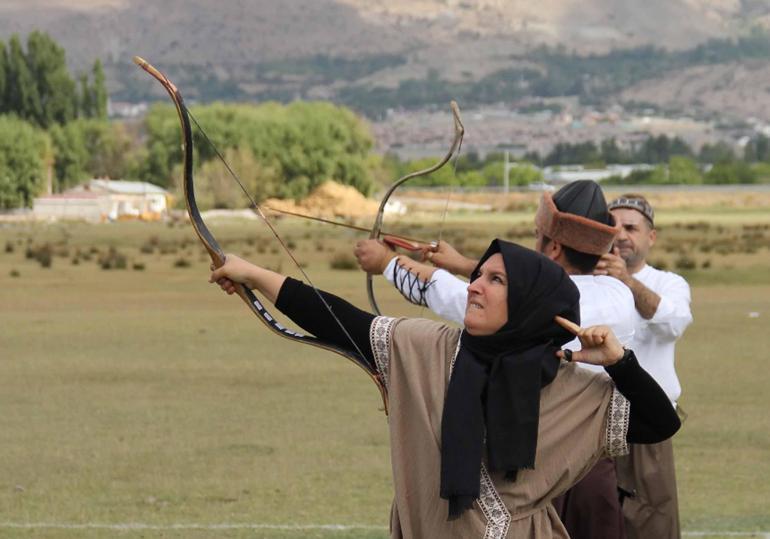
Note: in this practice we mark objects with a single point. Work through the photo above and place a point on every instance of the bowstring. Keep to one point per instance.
(258, 210)
(455, 159)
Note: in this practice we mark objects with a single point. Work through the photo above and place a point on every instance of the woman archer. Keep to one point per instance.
(490, 423)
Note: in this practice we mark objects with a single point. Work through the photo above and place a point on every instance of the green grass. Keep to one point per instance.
(151, 397)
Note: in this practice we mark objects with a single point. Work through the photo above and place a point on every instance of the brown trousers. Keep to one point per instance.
(591, 508)
(652, 509)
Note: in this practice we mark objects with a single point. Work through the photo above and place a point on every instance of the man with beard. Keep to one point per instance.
(574, 229)
(662, 302)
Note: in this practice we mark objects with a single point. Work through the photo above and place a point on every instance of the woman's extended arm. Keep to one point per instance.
(652, 418)
(302, 304)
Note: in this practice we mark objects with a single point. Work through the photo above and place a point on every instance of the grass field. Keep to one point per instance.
(148, 396)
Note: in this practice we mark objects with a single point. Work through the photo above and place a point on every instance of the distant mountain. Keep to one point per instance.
(359, 51)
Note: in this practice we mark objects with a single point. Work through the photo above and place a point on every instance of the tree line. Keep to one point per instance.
(54, 131)
(51, 127)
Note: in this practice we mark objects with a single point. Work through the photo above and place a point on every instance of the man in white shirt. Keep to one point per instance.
(574, 229)
(662, 302)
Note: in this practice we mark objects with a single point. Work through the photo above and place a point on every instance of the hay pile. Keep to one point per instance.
(329, 200)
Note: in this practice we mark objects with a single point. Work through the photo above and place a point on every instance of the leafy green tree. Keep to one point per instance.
(304, 143)
(3, 77)
(22, 97)
(99, 91)
(23, 149)
(107, 146)
(55, 88)
(70, 155)
(85, 98)
(661, 148)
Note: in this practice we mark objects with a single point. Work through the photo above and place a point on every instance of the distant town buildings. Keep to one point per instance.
(101, 200)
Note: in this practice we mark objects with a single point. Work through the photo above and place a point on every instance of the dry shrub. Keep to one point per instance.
(113, 259)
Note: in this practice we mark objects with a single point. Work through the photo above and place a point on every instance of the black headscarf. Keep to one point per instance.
(496, 382)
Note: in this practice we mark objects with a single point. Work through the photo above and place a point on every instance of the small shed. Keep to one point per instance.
(100, 200)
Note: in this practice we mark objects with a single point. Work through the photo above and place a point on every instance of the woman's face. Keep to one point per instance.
(487, 309)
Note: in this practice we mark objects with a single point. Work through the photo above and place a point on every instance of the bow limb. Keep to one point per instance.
(218, 256)
(459, 132)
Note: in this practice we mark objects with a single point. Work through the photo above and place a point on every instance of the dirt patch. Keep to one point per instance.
(329, 200)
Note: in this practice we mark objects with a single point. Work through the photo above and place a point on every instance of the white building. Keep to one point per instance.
(101, 200)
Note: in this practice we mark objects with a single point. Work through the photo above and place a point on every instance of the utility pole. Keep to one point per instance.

▶ _What is required_: Your reply should be the full data above, copied exactly, with no pictures in it.

▶ _Final answer_:
Note: in this practice we mark objects with a single point. Work through the photo above and place a point on every instance of the bowstring. Keep to one point per instance.
(258, 210)
(455, 159)
Note: in this practice we mark objects with a single point. Work through the photo above and place a point on every instance of the woman archer. Keep to one point per instance.
(490, 423)
Note: in this practice we mark objects with a single point. Work through the photo above and place a point on every instance of the green grass. Keep to one point per instance.
(151, 397)
Note: in this practice we mark objects with a single point. Work through the photo above and place a point on every instance of the brown trousers. Keep to one point per instance.
(591, 508)
(652, 509)
Note: in this practice we mark objects with a single point. Work through the photo above and place a point on every instance of the man with beard. Keep to one point per instance.
(574, 229)
(662, 302)
Note: in this practice we mark objects with a single point. Work through the photo above and place a point on every instance of the woman's extended arm. Keep to one point per instance.
(652, 418)
(302, 304)
Note: in this practice we mark objects with a single point. Work through the photo above and place a point on every instance of the grass field. Keep to one point per instance.
(148, 396)
Note: in this practice we mark objects with a single point. Work through the photo above and place a point on every instance of the distant mountain. Keep to one point per instance.
(359, 51)
Note: in this practice we mark objects with a single point. Work through the photo above and place a point on every instance of the tree line. Keep to one point per instance.
(54, 131)
(51, 127)
Note: in this practice we mark objects with a single point. Work through the photo above and place a point on every instance of the man in white shirt. Keep to one point per instance.
(574, 229)
(662, 302)
Note: in this practice we mark objects with a single point. Work through the photo above and place a point on every instance of the hay pile. Keep to one point per instance.
(329, 200)
Note: in this practice we mark objects with a single point. Work through the photo above and place a point on every instance of the leafy green tree. Keep to one point per instance.
(304, 143)
(3, 77)
(22, 97)
(99, 91)
(23, 149)
(107, 146)
(55, 88)
(70, 155)
(85, 98)
(661, 148)
Note: in this practice we mark objects with a single point. Work through the photo above and place a point on every instance of the distant town buildings. Keep to one point per instance.
(101, 200)
Note: in this practice we mark objects with a single point. Work through the photo above and place a point on every instance of the dry shrub. Keep to one point per instance.
(113, 259)
Note: in this practice we mark objects with a single point. Work through the photo above and place a point on every instance of the black headscarf. Keep to one point per instance.
(496, 382)
Note: in this practice we mark objects with a single point. Work through the photo above and place a point on every instance of the small shed. Keep to one point per instance.
(100, 200)
Note: in this practice we mark objects with a single point. Work through the photo above and place a point on every instance of the woman's face. Keep to one point per instance.
(487, 309)
Note: in this practice we mark objects with a single point. Work through the photo above and place a point on every instance of the bow limb. Keep to one point per instance.
(218, 256)
(459, 132)
Note: in this practice we mark objects with a single point. Work through the photo above and place a point on every instance of the dirt patch. Keep to one point per instance.
(329, 200)
Note: in this practice we mark objects with a single point. Work through the photo above and place a point on every instance of the white building. Keep to one point per instance.
(101, 200)
Note: in this practice we mark objects with a single point. Work through the photo above and place a point on every instance of the utility pole. Keep to one point per instance.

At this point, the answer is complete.